SOURCE TEXT →

....

US close: Stocks mixed as Dow Jones snaps losing streak
Wall Street stocks closed on a mixed note on Monday as the blue-chip Dow Jones and the S&P 500 bounced back from five consecutive days of losses.
At the close, the Dow Jones Industrial Average was up 0.76% at 34,869.63, while the S&P 500 was 0.23% firmer at 4,468.73 and the Nasdaq Composite saw out the session 0.07% weaker at 15,105.58.
The Dow Jones closed 261.91 points higher on Monday, all but erasing losses recorded in the final session of the previous week.
In focus on Monday, an apparent decline in new Covid-19 cases was giving investors a reason to feel positive at the open, with the US' seven-day average through 10 September dropping to 136,000 from 157,000 a week earlier.
As a result, reopening plays were trading higher, with Delta Air Lines, United Airlines, Carnival and MGM all in the green.
Market participants were holding out for the release of this month's consumer price index on Tuesday, with the key inflation reading for the month of August expected to come in at 5.3% after July's 13-year high of 5.4%.
On the macro front, the US budget deficit narrowed to $2.7trn during the first 11 months of the fiscal year as the economic recovery and employment gains helped boost tax receipts. For the month of August, the budget deficit slimmed to nearly $170.6bn compared with $200.0bn a year ago, the Treasury department said, while tax receipts rose 20% to $268.0bn and outlays climbed 4% to $439.0bn.
No major corporate earnings were released on Monday.

....

Data extracted from a collection
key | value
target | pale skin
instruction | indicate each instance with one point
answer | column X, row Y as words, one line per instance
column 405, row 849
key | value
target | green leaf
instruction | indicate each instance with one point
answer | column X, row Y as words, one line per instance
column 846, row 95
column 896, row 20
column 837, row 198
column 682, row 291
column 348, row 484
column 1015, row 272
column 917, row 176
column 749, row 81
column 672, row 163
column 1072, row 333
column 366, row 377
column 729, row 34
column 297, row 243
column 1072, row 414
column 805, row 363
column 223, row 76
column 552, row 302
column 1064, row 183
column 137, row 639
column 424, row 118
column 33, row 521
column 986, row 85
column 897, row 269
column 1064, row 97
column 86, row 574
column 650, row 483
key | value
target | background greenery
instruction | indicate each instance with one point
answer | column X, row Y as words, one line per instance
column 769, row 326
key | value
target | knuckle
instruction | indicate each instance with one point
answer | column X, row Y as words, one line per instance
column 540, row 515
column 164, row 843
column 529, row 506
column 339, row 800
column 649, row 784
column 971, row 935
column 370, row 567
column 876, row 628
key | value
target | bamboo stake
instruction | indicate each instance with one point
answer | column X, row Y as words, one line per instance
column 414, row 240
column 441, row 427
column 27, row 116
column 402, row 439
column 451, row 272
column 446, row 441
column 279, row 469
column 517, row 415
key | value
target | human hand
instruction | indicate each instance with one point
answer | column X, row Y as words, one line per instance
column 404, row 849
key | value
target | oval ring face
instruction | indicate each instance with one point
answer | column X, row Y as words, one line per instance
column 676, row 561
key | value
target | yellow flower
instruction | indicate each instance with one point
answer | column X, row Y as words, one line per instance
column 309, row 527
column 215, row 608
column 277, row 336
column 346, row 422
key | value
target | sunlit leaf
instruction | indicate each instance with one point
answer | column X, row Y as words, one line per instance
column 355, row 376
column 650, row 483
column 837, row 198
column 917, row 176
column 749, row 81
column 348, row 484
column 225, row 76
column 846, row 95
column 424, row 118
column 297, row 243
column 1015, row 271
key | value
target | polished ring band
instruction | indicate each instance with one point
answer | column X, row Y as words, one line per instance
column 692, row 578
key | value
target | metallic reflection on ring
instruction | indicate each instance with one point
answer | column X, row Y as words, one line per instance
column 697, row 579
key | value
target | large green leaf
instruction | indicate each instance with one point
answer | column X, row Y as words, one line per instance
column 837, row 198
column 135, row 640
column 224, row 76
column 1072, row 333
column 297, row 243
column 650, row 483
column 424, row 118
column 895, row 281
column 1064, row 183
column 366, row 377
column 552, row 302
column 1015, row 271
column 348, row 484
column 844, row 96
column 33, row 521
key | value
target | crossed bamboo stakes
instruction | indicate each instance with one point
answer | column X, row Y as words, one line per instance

....

WHAT THE TASK ASKS →
Summarize the US market close report in two sentences.

REPLY →
On Monday, Wall Street closed mixed as the Dow Jones rose 0.76% to 34,869.63 and the S&P 500 gained 0.23% to 4,468.73, ending five straight days of losses, while the Nasdaq Composite slipped 0.07% to 15,105.58. An apparent drop in new Covid-19 cases lifted reopening stocks such as Delta Air Lines, United Airlines, Carnival and MGM, as investors awaited Tuesday's August consumer price index, expected at 5.3%.